> [Problem details]:
Continue the text on the vessel discharge permit rule, starting after its final sentence.

Ann Burns, vice president of communications and public affairs for The American Waterways Operators, articulated the industry’s response.
“AWO will work with the EPA and appropriate state agencies to ensure that the new NPDES rule does not result in an endless cycle of multiple-jurisdiction litigation, and to seek a legislative alternative to the regulation of vessels under the NPDES permit program, which was not designed for mobile sources,” Burns told The Waterways Journal.
“AWO’s preference is for a uniform national standard, rather than a patchwork of regulations that would force our members to become knowledgeable about and in compliance with significantly different guidelines every time they cross state lines.”
Burns noted that AWO had already achieved significant mitigation of some of the new regime’s effects.
“AWO was able to secure from Congress passage of a 2-year exemption from NPDES requirements for commercial vessels less than 79 feet in length. AWO, working with its partners, was able to extend the exemption period for vessel discharges under NPDES from September 2008 until February 6, 2009 by securing two judicial extensions that have given members more opportunity to comply with the new federal and state standards. AWO also developed a recommended practice guide as a compliance tool for members dealing with this challenging program.”

[Stored items]
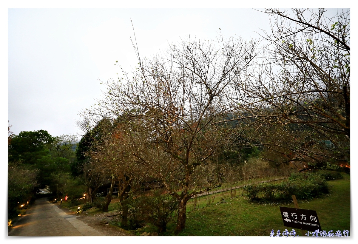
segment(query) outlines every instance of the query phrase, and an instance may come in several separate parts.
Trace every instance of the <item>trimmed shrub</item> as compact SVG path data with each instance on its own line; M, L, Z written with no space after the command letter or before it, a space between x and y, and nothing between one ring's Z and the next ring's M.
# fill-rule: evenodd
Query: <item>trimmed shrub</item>
M311 199L328 193L324 177L313 174L294 174L286 181L255 184L246 186L243 189L251 200L269 201L289 200L292 195L295 195L297 199Z
M319 170L317 172L319 175L324 177L326 180L340 180L343 179L343 176L340 172L332 170Z

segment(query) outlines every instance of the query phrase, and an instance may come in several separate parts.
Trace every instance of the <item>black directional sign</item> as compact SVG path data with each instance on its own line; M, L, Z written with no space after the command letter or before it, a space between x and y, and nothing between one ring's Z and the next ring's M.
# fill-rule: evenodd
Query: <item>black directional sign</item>
M284 225L305 230L322 231L317 213L314 210L280 207Z

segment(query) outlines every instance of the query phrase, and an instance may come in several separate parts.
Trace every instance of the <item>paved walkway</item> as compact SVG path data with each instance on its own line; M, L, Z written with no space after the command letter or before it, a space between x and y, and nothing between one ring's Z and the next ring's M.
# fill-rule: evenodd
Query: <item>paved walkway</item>
M37 199L14 223L9 236L100 236L103 235L76 215L67 214L46 199Z

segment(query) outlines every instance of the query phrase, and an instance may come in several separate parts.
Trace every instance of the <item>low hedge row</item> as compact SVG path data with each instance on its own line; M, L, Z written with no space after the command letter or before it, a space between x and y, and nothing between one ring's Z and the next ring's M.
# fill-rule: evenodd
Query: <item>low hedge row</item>
M340 172L332 170L319 170L317 174L324 177L326 180L340 180L343 179L343 176Z
M311 199L328 193L324 177L317 174L292 174L288 180L279 183L263 183L246 186L245 195L251 200L274 201L288 200L292 195L297 199Z

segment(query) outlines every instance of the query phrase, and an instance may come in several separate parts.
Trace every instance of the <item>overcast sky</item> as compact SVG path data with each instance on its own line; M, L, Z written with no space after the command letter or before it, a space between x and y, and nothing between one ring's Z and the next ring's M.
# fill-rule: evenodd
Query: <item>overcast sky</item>
M15 134L79 132L79 112L105 89L98 79L116 78L116 60L127 71L138 62L131 19L140 54L150 58L189 35L258 39L260 29L270 29L268 15L249 8L16 8L8 13L8 119Z
M79 111L93 105L101 89L105 89L98 78L105 81L116 77L119 70L114 65L116 60L128 71L137 63L130 39L134 36L131 18L141 55L150 57L165 50L168 42L177 42L189 34L197 39L214 39L219 28L227 38L237 35L257 39L255 31L262 33L260 29L269 28L268 16L251 8L232 8L293 4L277 1L1 1L0 96L3 104L7 105L3 107L5 116L2 124L8 119L16 134L39 130L53 136L79 132L75 123L79 118ZM351 1L344 1L346 6L339 7L353 6ZM341 4L306 0L294 4L317 7L323 3L326 7ZM126 7L213 8L98 8ZM95 8L36 8L64 7ZM216 8L223 7L231 8ZM354 96L352 102L354 104ZM352 107L353 121L355 108ZM6 139L3 138L2 158L6 161ZM354 145L355 137L352 138ZM355 157L354 150L352 153L351 157ZM2 171L2 178L6 179L6 170ZM352 194L352 199L353 196Z
M12 131L45 130L73 134L79 111L137 63L131 19L141 55L150 57L180 38L237 35L258 39L267 15L252 9L10 9L8 116ZM219 29L221 29L221 30Z

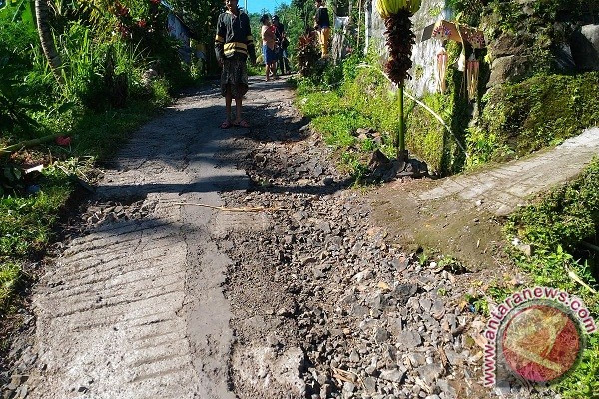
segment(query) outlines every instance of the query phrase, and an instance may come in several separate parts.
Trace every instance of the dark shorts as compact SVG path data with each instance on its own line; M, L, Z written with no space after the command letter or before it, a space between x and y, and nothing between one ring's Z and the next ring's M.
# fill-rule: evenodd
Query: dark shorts
M226 94L231 87L233 97L241 97L247 92L247 66L246 57L236 53L230 58L223 59L223 70L220 73L220 95Z
M271 50L266 44L262 45L262 56L264 57L264 65L270 64L277 60L274 50Z

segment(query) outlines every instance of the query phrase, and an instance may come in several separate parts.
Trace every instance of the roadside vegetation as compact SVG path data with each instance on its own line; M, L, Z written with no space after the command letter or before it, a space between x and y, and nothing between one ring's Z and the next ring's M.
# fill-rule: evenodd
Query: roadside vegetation
M528 17L515 2L486 2L455 0L450 5L462 22L485 24L493 31L492 36L522 30L521 24ZM570 7L573 14L583 8L585 2L537 2L534 8L540 16L528 23L527 31L541 32L564 7ZM542 33L539 38L549 43L552 38ZM462 72L448 68L446 93L429 93L419 99L441 117L451 133L428 111L406 98L406 145L410 152L426 161L438 176L446 176L528 155L599 124L597 72L561 73L548 60L546 42L537 44L531 56L536 68L488 92L483 78L473 105L459 93ZM461 45L449 43L447 51L448 65L452 65ZM395 156L398 102L380 63L378 54L373 53L355 54L337 65L314 62L295 81L298 108L311 119L313 128L356 182L367 172L374 151ZM488 77L488 67L483 64L482 68L481 75ZM414 71L418 78L418 66ZM473 107L478 111L476 120ZM504 258L513 262L529 281L580 297L595 319L599 319L598 187L599 160L595 160L574 181L519 209L506 221L504 236L498 237L510 248ZM531 248L531 254L518 249L523 247ZM449 256L441 259L460 264ZM465 299L473 311L488 315L491 302L498 303L511 293L513 284L504 284L502 278L498 276L495 284L485 284L485 296ZM562 397L594 397L599 392L598 375L599 339L594 334L577 367L556 388Z
M576 179L556 188L512 215L505 227L509 240L530 245L512 258L543 287L559 288L582 299L599 320L599 159ZM558 386L564 397L594 397L599 392L599 335L589 337L579 366Z

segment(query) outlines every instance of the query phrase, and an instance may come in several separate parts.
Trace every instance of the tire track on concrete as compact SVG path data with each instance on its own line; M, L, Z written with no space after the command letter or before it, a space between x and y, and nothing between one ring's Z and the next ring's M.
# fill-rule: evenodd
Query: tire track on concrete
M40 282L39 375L28 397L235 397L222 288L230 261L213 242L213 211L176 205L222 205L217 190L247 185L243 171L214 160L245 133L216 127L222 101L213 90L180 99L105 171L99 197L145 197L153 211L74 240Z

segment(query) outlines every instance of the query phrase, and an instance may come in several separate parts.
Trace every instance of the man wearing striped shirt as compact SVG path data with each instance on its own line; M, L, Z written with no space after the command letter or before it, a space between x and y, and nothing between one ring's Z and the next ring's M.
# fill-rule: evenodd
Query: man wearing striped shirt
M232 126L249 127L241 118L241 99L247 92L246 60L256 62L256 52L250 30L247 15L240 12L238 0L225 0L226 11L219 16L214 38L216 59L222 67L220 74L220 94L225 97L226 119L220 124L223 129ZM232 121L231 104L235 98L235 118Z

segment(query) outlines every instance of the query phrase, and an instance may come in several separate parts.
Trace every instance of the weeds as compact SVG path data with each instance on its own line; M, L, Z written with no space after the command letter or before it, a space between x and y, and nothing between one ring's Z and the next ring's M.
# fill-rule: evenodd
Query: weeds
M556 188L512 216L505 231L510 240L518 238L534 248L531 257L513 250L516 264L535 285L559 288L580 297L592 316L599 318L599 294L581 285L598 289L599 270L595 255L575 258L585 241L596 242L599 231L599 160L595 160L575 180ZM598 388L599 339L589 337L577 368L557 388L564 397L593 397Z

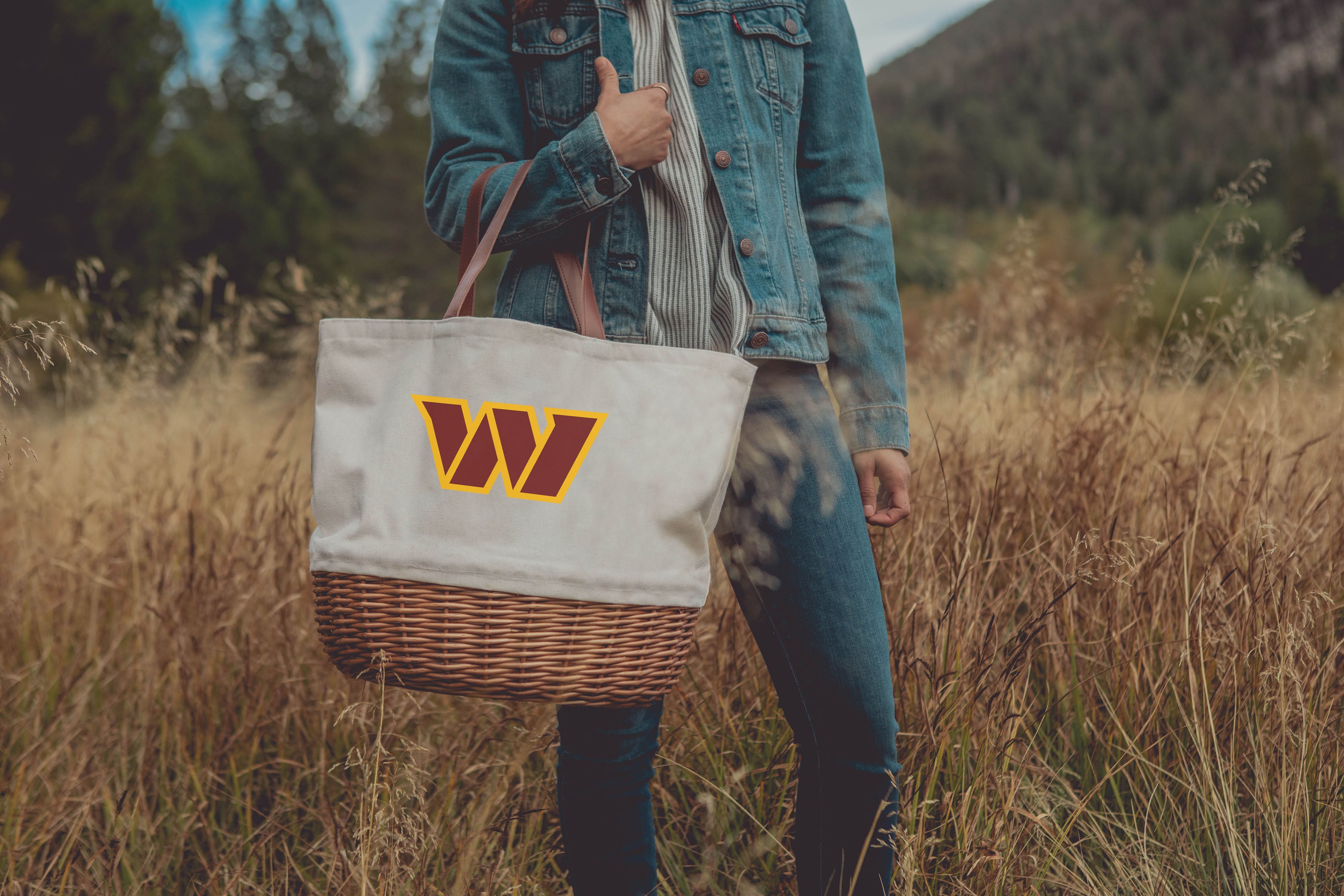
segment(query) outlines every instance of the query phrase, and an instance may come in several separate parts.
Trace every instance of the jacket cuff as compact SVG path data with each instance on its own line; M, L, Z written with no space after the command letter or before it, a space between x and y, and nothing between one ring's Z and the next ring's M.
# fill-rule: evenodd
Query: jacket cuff
M629 169L617 164L595 111L560 137L558 149L560 163L587 208L607 206L630 188Z
M910 415L899 404L870 404L840 411L849 453L892 447L910 454Z

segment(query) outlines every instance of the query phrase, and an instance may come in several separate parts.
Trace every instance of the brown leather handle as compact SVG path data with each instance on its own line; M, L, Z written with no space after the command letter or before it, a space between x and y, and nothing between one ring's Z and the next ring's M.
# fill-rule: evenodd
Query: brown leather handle
M481 234L481 200L485 197L485 184L489 181L491 175L503 168L504 165L492 165L481 172L472 184L472 192L466 196L466 224L462 228L462 254L457 257L457 282L461 283L466 278L466 266L472 263L472 258L476 255L476 243ZM462 310L460 314L462 317L470 317L476 313L476 283L472 282L470 287L466 290L466 298L462 301Z
M480 277L485 262L491 258L491 250L495 249L495 240L499 239L500 230L504 227L504 219L508 216L509 208L513 207L513 200L517 197L517 192L523 187L523 179L527 177L531 167L531 161L524 161L519 165L513 180L508 185L508 192L504 193L500 207L495 211L495 218L491 219L491 226L485 230L485 236L478 243L477 232L480 231L485 184L489 181L491 175L501 168L501 165L487 168L476 177L476 183L472 184L472 192L466 197L466 224L462 231L462 254L457 267L457 292L453 293L453 301L449 302L448 312L444 313L445 320L449 317L469 316L474 312L476 278ZM556 250L551 254L555 258L555 267L560 274L560 285L564 287L564 298L570 304L570 313L574 314L575 329L583 336L606 339L606 332L602 326L602 312L597 306L597 294L593 292L593 277L589 273L587 265L591 235L593 223L589 222L587 231L583 234L582 263L574 253Z

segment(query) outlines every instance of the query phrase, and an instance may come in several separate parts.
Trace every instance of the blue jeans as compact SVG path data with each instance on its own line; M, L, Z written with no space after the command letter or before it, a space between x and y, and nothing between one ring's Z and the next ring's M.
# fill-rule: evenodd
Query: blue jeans
M859 489L816 368L763 364L719 548L798 746L798 896L887 892L896 720L887 621ZM575 896L657 889L649 782L661 701L559 708L559 807ZM876 827L874 821L876 819ZM887 840L879 837L879 840Z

> [Answer to this task]:
Self-Inspections Urged
Geiger said the EPA is strongly encouraging companies to perform their own inspections, rather than entrusting them to third parties. On the question of who is liable for violations, she said liability tends to “leak out” to others besides the owner-operator. For instance, charterers who function as operators may share liability.
The permit carries certification requirements, meaning someone must sign records certifying that their contents are accurate. Whoever signs these records is assuming a significant burden of risk.
Record-Keeping: Good News, Bad News
Geiger said the new permit regime carried no specific requirement to create a new type of record or form.
But that’s both good news and bad news, she said. Some companies may be relieved to find that they are already collecting required data, and may not need to create a new type of record.
But their existing records will have to be turned over to the EPA, where they will become public, subject to searches by citizens—and environmental groups. So companies should think carefully about whether they want to segregate out non-required information they may not want to become public.
“Do you really want all your Oil Record Book entries to become public?” Geiger asked.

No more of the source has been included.